*Task objective*
Which lines below contain the word "blue"? Pull out each of them and copy it.

[Records]
══════

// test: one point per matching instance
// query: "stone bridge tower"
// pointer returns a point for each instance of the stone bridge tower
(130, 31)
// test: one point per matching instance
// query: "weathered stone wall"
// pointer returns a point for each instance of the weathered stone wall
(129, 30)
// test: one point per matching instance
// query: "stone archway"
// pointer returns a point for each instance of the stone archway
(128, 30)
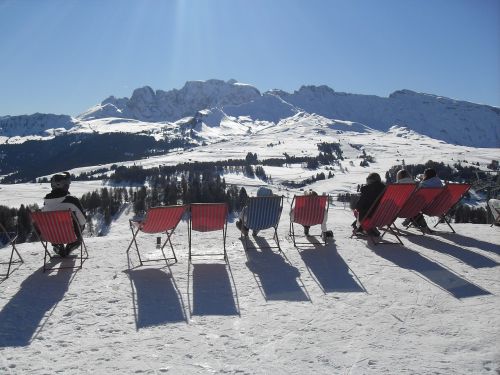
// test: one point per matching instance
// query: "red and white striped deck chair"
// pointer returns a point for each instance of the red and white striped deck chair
(450, 195)
(386, 209)
(208, 217)
(308, 210)
(157, 220)
(420, 198)
(57, 227)
(8, 239)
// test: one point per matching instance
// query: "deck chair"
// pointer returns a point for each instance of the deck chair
(8, 239)
(57, 227)
(208, 217)
(450, 195)
(308, 210)
(420, 198)
(263, 213)
(158, 220)
(386, 209)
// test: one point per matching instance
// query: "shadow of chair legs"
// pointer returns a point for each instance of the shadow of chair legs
(467, 256)
(275, 276)
(330, 270)
(22, 316)
(474, 242)
(213, 289)
(157, 299)
(431, 271)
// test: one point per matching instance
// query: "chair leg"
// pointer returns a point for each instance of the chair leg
(276, 238)
(292, 233)
(134, 241)
(171, 246)
(189, 241)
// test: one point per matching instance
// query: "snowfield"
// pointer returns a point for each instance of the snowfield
(430, 306)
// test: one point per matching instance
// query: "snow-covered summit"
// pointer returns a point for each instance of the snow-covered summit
(145, 104)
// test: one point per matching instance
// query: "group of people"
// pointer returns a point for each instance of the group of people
(372, 190)
(61, 199)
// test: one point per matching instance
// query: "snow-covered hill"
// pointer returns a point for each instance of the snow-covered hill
(430, 306)
(40, 125)
(148, 105)
(224, 108)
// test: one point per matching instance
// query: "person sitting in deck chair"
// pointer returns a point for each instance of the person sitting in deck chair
(369, 194)
(261, 192)
(428, 179)
(60, 199)
(324, 232)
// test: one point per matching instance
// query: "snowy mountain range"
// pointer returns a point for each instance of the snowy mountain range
(220, 105)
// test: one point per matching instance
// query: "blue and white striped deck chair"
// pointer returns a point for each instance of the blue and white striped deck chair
(8, 239)
(263, 213)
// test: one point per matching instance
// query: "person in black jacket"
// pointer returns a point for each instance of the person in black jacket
(369, 195)
(60, 199)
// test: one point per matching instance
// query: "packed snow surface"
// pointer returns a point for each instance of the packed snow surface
(430, 306)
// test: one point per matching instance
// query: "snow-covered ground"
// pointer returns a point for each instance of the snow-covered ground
(430, 306)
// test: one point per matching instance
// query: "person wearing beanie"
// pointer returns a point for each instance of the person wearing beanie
(431, 179)
(242, 217)
(369, 194)
(61, 199)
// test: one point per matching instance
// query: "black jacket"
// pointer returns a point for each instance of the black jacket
(59, 199)
(369, 194)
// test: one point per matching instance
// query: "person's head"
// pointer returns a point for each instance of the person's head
(402, 173)
(373, 178)
(60, 181)
(264, 192)
(429, 173)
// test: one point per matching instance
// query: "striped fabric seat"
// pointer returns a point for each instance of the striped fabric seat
(450, 195)
(263, 212)
(308, 210)
(158, 220)
(419, 199)
(208, 217)
(58, 227)
(386, 210)
(161, 219)
(8, 239)
(55, 227)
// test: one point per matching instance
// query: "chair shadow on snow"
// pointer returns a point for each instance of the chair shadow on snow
(467, 256)
(22, 318)
(276, 278)
(213, 289)
(156, 298)
(431, 271)
(328, 268)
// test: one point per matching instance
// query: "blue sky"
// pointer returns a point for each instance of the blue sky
(63, 56)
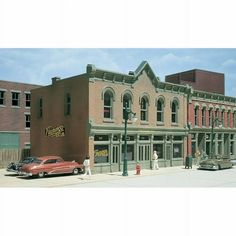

══════

*Solution to this exercise*
// query: "blue and white striped deck chair"
// pointer returns a point for each instance of the blue and white striped deck chair
// query: "blue sky"
// pointer returns a point for each instance of the blue sky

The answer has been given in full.